WORK ORDER
Which lines run from the start of the data below to the line containing "negative clicks: (224, 371)"? Set them down exactly, with none added.
DATA FOR PROCESSING Block Start
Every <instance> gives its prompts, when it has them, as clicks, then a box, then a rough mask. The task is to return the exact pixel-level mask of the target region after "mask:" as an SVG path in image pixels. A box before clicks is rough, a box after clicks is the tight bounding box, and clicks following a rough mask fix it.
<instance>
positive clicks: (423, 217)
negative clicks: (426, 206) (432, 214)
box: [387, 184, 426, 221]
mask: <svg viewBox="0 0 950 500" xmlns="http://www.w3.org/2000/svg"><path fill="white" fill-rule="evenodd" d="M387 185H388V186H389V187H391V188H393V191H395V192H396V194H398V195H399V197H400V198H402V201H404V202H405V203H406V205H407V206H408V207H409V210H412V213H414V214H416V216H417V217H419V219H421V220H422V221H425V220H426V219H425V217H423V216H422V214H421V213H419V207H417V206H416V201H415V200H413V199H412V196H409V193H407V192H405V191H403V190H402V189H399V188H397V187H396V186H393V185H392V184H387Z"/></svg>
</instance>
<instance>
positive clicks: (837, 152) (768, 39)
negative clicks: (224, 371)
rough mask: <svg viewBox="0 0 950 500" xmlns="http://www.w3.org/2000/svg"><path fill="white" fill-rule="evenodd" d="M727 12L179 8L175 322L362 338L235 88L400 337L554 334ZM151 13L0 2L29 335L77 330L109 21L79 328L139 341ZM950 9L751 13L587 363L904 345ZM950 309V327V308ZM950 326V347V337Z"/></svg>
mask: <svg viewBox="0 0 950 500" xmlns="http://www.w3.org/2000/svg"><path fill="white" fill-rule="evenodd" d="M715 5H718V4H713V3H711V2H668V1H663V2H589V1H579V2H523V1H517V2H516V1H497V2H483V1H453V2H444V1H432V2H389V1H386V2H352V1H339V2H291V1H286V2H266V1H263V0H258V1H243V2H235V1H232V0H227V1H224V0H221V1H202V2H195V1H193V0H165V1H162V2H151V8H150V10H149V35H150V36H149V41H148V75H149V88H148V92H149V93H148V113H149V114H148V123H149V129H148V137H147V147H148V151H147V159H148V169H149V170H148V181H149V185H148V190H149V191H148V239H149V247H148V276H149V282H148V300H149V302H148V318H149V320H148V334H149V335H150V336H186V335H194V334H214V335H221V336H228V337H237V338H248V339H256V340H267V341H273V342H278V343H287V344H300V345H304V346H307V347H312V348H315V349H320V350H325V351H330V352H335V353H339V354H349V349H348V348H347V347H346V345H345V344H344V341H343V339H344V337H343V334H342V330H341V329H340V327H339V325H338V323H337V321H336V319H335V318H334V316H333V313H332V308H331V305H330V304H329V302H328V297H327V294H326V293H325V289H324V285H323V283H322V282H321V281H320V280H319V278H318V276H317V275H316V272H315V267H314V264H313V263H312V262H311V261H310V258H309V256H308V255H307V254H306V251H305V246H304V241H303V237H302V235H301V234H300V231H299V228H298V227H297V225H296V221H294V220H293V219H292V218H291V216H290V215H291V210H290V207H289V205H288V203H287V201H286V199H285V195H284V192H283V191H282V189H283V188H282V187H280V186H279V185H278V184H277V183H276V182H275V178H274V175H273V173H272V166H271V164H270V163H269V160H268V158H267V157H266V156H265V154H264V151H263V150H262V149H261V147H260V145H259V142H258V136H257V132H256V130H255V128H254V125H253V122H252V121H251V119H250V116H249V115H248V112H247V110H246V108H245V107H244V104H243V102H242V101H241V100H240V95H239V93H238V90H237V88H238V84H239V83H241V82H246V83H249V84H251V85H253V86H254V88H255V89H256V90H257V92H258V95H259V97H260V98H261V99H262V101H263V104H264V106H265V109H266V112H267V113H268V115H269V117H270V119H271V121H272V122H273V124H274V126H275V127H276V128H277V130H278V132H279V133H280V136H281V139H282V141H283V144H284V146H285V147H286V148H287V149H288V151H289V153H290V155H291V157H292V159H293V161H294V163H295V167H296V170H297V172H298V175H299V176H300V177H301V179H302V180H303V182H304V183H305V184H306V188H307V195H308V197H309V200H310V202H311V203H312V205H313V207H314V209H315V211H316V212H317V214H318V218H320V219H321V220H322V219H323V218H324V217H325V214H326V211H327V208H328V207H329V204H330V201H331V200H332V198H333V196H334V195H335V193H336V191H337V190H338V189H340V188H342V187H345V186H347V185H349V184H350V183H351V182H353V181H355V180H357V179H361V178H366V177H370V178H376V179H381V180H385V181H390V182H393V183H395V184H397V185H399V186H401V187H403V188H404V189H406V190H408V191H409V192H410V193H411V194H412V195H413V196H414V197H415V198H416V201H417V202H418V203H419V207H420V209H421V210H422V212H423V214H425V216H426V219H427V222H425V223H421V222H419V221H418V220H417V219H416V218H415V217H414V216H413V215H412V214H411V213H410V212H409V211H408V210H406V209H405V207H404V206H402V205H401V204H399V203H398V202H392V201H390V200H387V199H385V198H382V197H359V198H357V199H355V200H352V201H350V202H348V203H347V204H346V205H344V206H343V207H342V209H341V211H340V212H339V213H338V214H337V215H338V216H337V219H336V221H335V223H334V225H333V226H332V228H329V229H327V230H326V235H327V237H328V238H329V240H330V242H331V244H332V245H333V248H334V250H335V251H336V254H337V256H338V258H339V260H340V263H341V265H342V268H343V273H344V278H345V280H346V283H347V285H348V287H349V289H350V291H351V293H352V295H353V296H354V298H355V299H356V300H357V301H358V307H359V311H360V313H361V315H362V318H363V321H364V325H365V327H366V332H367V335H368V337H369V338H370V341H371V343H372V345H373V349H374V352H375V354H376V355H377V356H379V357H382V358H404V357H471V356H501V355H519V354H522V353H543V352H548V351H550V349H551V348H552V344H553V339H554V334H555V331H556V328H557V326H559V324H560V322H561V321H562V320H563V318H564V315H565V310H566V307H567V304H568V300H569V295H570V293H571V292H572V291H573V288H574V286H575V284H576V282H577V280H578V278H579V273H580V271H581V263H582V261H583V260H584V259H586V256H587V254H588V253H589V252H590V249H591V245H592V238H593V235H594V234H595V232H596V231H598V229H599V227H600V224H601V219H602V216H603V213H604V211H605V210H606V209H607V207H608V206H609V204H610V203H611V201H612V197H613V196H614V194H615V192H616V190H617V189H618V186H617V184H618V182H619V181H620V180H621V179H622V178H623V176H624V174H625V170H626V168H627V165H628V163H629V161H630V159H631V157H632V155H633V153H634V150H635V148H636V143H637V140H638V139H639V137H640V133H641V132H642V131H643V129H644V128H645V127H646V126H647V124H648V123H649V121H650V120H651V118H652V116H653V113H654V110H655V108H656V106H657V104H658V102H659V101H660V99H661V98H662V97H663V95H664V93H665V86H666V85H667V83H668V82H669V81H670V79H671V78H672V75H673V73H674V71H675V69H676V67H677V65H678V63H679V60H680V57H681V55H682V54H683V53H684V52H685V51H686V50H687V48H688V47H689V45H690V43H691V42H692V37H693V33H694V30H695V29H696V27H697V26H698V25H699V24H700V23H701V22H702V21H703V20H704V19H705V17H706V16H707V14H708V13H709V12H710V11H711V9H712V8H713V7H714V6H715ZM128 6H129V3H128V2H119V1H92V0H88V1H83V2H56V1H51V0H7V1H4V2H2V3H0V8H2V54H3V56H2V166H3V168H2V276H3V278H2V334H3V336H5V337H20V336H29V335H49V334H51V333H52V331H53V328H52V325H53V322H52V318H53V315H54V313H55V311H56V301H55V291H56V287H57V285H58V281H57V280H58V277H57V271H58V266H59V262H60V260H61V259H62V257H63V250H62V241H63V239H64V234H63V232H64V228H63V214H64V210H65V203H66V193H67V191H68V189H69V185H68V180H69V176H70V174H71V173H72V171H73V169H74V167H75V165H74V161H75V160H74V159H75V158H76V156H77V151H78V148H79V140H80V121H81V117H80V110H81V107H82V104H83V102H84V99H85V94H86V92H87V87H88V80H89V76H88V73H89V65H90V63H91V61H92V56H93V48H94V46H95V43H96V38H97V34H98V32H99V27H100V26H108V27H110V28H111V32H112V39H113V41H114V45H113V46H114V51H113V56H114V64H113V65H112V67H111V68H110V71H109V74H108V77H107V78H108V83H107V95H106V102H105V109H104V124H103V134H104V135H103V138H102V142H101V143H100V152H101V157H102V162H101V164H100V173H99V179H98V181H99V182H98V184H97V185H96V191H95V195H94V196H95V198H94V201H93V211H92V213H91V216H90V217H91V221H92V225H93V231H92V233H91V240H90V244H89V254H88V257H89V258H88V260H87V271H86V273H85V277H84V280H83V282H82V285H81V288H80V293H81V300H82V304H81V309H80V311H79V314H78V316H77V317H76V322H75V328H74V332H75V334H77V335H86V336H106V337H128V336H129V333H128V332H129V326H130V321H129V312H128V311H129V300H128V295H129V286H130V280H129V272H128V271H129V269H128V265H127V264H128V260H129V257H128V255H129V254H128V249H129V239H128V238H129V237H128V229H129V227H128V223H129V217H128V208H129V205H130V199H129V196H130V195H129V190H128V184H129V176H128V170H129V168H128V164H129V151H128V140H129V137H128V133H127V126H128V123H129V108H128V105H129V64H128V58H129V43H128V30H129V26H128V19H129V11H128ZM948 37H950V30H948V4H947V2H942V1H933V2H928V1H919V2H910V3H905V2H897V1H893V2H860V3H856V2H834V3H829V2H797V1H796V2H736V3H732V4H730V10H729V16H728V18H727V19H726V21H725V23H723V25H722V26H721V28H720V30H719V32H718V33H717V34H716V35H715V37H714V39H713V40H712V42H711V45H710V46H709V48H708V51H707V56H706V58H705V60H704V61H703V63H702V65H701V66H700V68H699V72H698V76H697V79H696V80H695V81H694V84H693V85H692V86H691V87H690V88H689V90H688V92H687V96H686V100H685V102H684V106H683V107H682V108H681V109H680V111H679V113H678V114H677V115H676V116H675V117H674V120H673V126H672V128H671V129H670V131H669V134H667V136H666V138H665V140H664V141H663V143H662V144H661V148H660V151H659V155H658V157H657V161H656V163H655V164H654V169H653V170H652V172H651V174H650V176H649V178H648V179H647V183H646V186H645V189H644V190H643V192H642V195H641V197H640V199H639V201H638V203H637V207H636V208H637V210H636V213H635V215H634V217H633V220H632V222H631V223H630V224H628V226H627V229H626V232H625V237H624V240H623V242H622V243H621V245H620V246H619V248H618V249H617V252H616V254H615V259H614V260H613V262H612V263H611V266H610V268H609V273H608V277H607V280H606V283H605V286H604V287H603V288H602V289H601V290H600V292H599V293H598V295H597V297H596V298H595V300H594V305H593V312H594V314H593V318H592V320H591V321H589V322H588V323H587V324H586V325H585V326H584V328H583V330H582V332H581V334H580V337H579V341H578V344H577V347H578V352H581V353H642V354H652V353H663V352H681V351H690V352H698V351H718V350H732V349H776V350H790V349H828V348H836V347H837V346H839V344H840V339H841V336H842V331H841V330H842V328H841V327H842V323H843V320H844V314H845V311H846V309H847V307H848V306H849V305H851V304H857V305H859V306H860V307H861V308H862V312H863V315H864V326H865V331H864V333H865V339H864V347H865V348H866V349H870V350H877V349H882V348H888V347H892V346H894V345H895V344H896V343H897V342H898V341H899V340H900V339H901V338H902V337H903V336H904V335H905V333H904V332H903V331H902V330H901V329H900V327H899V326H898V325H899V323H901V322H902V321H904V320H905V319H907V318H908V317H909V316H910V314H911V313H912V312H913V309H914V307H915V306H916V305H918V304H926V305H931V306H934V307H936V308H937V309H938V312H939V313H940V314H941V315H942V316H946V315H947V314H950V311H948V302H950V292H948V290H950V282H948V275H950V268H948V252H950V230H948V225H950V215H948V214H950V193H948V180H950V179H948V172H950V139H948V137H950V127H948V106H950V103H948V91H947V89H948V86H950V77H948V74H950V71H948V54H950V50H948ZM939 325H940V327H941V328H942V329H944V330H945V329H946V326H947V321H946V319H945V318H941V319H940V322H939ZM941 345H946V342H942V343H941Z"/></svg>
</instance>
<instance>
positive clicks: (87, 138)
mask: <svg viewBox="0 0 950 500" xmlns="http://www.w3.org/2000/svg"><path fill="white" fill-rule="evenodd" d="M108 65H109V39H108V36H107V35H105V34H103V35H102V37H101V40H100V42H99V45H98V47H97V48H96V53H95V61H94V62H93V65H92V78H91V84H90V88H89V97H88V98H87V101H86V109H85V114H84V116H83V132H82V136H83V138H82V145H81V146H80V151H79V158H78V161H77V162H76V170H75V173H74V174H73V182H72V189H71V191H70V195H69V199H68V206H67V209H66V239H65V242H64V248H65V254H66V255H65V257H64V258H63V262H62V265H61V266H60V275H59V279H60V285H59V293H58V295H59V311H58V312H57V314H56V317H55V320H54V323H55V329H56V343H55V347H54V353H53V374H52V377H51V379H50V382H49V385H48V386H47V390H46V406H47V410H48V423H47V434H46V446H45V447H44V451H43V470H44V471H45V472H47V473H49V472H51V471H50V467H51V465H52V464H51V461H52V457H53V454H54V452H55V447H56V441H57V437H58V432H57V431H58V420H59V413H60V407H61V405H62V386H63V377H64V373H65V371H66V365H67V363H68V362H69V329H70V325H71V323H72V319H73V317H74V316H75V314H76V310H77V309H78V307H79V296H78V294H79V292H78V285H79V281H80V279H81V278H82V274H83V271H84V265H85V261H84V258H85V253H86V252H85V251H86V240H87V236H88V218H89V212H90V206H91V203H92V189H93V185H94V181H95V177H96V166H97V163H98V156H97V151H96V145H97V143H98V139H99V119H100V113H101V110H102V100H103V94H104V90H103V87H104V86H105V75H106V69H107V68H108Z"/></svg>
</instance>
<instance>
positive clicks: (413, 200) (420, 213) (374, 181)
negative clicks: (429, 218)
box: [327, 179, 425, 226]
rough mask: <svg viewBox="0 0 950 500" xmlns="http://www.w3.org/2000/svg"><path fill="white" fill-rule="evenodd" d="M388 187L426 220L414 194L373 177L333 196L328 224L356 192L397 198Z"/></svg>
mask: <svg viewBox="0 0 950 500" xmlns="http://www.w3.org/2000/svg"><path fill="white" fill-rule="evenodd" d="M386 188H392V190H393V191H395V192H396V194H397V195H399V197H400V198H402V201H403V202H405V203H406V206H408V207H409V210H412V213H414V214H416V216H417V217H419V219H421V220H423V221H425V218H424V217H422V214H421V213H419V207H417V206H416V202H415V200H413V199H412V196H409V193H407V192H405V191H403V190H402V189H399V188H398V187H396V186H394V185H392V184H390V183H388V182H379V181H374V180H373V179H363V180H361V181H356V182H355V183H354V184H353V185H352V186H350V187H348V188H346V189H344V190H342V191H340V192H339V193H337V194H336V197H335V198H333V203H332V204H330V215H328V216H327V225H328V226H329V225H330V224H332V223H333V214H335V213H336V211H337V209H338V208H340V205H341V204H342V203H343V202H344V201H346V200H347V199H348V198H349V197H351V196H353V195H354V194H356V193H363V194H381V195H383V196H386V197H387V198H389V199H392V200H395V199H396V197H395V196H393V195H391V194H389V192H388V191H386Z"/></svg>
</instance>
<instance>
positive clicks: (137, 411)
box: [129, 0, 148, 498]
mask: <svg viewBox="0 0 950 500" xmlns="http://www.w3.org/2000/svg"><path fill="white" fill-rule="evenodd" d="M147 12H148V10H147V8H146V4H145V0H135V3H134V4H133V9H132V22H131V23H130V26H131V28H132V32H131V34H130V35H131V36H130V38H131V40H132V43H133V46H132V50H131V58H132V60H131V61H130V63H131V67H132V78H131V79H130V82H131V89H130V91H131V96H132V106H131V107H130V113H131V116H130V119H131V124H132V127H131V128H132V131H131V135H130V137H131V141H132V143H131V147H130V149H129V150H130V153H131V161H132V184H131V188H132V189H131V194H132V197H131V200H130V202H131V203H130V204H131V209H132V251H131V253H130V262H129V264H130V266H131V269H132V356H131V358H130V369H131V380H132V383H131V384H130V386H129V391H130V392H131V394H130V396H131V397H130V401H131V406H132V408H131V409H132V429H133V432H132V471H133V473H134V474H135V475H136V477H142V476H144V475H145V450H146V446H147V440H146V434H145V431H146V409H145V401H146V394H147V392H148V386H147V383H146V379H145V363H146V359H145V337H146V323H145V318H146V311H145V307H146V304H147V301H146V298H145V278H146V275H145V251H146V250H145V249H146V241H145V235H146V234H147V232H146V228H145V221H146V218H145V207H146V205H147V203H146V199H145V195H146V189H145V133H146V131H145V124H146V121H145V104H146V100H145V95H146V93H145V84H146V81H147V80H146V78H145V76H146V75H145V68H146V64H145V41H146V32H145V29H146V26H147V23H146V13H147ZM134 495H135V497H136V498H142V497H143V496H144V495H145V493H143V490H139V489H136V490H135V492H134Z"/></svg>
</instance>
DATA FOR PROCESSING Block End
PROBLEM SOLUTION
Every <instance> gives its prompts, when it has them, as clicks, then a box, then a rough mask. The task is to return the exact pixel-level mask of the target region after "mask:" as an SVG path in image pixels. A box before clicks is rough, a box after clicks is the tight bounding box, and clicks following a rough mask fix it.
<instance>
positive clicks: (423, 217)
negative clicks: (426, 206) (432, 214)
box: [387, 184, 426, 221]
mask: <svg viewBox="0 0 950 500" xmlns="http://www.w3.org/2000/svg"><path fill="white" fill-rule="evenodd" d="M387 185H388V186H389V187H391V188H393V191H395V192H396V194H398V195H399V197H400V198H402V201H404V202H405V203H406V205H407V206H408V207H409V210H412V213H414V214H416V216H417V217H419V219H421V220H422V221H425V220H426V219H425V217H423V216H422V214H421V213H419V207H417V206H416V201H415V200H413V199H412V196H409V193H407V192H405V191H403V190H402V189H399V188H397V187H396V186H393V185H392V184H387Z"/></svg>
</instance>
<instance>
positive clicks: (837, 152) (768, 39)
negative clicks: (224, 371)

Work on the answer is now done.